-- Begin Excerpt provided --
RTide 1.0.0 Release Notes
Major Release: RTide 0.1.0 → 1.0.0
RTide 1.0.0 represents a significant evolution of the package with major new features, performance improvements, and architectural enhancements while maintaining full backward compatibility with 0.1.0.
🚀 Major New Features
1. Current Velocity Support (u/v Components)
Previous: RTide only supported scalar sea level elevation
Now: Full support for 2D current velocities
# Current velocity analysis
df = pd.DataFrame({'u': u_data, 'v': v_data}, index=times)
model = RTide(df, lat=42.0, lon=-70.0)
model.Prepare_Inputs()
model.Train()
model.Predict(future_df)Features:
- Automatic detection of elevation vs. currents based on column names
- Multi-output neural network architecture for simultaneous u/v prediction
- UTide integration for both elevation and currents
- Visualization tools handle both modes automatically
- SHAP analysis supports multi-output models
Impact: RTide now handles the full range of tidal applications (elevation and currents)
-- End Excerpt provided --
-- Begin Entries supplied --
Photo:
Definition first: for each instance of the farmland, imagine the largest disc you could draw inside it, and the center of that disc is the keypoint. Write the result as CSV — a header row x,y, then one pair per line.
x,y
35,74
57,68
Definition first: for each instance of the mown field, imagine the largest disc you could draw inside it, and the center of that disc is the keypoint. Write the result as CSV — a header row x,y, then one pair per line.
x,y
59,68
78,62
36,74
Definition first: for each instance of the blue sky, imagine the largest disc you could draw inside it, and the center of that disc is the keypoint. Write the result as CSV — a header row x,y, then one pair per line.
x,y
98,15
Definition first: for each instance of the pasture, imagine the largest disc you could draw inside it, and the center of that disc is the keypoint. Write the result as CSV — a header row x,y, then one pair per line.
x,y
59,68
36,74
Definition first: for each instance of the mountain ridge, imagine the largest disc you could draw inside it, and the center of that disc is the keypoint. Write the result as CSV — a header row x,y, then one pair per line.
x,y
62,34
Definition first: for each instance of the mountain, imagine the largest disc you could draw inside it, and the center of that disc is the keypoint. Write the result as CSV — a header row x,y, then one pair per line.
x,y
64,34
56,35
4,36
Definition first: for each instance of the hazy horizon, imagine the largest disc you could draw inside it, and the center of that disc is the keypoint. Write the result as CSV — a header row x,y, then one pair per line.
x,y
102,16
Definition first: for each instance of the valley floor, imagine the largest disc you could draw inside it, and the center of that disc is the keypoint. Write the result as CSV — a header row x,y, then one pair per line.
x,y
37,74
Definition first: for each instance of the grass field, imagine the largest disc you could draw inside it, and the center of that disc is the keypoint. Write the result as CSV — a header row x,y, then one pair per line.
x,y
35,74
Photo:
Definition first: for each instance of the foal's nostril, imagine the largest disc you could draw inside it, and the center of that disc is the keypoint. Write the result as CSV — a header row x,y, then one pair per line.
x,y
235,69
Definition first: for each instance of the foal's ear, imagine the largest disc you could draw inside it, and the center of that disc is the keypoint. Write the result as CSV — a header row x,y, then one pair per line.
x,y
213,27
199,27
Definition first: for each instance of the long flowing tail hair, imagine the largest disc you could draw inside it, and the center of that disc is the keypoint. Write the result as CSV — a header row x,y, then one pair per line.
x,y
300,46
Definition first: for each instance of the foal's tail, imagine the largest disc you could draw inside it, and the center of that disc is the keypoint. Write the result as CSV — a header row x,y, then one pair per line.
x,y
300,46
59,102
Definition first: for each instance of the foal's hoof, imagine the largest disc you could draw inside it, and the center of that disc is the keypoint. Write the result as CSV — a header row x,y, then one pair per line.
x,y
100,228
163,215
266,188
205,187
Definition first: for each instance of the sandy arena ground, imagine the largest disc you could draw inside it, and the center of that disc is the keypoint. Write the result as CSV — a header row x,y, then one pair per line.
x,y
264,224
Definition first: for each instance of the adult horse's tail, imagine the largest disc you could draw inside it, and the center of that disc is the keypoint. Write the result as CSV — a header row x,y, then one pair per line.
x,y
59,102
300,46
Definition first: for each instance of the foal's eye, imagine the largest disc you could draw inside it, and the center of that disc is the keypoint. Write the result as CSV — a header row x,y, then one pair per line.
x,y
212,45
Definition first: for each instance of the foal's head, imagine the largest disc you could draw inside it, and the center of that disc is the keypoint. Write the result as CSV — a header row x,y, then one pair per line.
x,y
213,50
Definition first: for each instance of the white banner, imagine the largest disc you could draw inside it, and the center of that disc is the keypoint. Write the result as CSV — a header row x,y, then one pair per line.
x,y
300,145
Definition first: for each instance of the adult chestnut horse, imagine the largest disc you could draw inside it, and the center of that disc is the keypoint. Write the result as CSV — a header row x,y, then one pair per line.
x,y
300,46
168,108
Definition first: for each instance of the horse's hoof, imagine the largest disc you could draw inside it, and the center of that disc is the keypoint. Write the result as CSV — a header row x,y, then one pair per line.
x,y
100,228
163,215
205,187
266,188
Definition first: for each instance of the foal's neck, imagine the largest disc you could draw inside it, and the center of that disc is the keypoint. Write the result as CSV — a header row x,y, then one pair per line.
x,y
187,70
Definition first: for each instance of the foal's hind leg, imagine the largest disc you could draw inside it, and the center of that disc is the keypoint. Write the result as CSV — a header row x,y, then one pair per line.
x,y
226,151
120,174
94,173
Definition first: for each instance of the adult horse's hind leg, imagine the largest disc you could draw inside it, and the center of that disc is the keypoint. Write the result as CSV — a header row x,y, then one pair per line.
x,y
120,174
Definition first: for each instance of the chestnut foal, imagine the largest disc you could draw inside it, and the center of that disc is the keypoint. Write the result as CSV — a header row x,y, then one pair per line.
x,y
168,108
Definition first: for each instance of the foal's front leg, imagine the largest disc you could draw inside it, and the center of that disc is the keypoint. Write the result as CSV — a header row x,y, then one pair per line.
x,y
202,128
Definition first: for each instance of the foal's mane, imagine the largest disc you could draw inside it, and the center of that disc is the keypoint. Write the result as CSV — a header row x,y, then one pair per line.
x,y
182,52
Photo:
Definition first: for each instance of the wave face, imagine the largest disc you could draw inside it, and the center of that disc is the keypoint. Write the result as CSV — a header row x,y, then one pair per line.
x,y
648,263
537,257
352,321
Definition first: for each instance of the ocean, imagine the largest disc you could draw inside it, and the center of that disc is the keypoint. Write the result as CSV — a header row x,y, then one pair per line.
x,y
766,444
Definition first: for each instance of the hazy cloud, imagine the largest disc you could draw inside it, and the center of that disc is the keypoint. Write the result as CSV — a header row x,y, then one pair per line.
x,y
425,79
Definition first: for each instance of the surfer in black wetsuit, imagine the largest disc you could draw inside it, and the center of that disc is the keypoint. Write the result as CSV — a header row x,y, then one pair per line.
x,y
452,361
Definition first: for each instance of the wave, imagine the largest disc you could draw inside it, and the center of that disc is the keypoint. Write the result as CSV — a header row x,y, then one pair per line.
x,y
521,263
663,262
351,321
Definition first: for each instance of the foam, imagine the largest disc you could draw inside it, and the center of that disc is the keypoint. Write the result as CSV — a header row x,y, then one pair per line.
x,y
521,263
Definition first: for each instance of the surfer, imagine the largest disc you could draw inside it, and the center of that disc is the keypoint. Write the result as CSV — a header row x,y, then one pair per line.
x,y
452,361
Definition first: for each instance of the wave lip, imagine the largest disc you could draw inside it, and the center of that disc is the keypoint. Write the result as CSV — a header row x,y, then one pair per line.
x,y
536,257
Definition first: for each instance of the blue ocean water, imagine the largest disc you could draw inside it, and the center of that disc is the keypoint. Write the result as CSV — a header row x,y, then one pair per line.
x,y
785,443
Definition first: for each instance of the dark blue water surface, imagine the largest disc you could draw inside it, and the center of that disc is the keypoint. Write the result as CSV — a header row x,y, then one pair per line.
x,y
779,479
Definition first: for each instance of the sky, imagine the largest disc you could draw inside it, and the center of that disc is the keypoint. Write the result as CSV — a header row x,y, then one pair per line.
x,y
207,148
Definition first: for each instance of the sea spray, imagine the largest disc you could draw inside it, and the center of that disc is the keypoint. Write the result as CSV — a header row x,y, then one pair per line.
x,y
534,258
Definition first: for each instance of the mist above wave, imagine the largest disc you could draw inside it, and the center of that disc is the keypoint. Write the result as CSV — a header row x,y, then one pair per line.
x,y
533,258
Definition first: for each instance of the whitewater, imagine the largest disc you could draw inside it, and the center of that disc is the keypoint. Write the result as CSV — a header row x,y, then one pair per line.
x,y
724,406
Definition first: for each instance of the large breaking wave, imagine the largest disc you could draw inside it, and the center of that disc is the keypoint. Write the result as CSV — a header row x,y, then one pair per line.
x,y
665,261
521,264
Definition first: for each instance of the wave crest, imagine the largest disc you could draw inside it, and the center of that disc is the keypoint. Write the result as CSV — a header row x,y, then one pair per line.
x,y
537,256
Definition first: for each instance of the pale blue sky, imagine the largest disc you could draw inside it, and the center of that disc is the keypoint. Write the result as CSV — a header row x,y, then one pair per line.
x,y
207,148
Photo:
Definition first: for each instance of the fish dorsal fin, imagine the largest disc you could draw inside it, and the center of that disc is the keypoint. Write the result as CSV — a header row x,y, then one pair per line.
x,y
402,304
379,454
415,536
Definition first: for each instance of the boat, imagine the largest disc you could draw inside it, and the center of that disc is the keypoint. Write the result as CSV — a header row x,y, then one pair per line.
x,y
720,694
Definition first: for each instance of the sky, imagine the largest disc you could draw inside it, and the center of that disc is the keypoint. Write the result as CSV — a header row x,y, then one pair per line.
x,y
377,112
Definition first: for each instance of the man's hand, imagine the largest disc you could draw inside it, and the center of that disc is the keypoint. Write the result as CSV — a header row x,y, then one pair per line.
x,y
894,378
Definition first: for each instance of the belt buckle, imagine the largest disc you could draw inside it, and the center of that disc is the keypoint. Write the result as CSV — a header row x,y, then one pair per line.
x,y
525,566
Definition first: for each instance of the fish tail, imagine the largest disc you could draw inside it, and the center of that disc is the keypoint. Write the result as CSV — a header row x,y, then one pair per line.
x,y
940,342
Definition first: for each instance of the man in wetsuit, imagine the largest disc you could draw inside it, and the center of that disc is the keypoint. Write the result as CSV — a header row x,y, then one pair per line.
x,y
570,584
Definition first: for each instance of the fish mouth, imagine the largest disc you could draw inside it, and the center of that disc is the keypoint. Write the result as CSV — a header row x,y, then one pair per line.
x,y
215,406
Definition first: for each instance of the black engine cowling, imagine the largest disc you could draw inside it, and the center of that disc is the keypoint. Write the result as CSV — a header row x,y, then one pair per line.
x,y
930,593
-- End Entries supplied --
* **Requirement A**
According to the RTide release notes, how does RTide decide whether an input is elevation or currents?
* **Requirement B**
Proceed with the RTide 1.0.0 release notes, picking up after their last line.

* **Right answer A**
It detects this automatically from the column names.

* **Right answer B**
2. Simultaneous Trend Estimation 🆕
Major Feature: Estimate linear or quadratic trends during training (not post-hoc)
# Linear trend (e.g., sea level rise)
model.Train(trend='linear', standard_epochs=500)
# Quadratic trend (e.g., accelerating sea level rise)
model.Train(trend='quadratic', standard_epochs=500)
# No trend (legacy behavior)
model.Train(trend=None)How It Works:
- Dual-input architecture:
[forcing_features, normalized_time] - Polynomial warm-start initialization using
np.polyfit() - TrendLayer learns coefficients via backpropagation
- Automatic time normalization [0, 1] over training period
- Proper extrapolation beyond training period
Benefits:
- Simultaneous learning improves trend-tide separation
- Better generalization than post-hoc detrending
- Transparent handling in predictions
- Polynomial warm-start ensures robust convergence
3. SIREN Architecture Support 🆕
New Architecture: Sinusoidal Representation Networks (SIREN)
# SIREN architecture (sine activations)
model.Train(architecture='siren', siren_w0=30.0)
# Response architecture (tanh activations, default)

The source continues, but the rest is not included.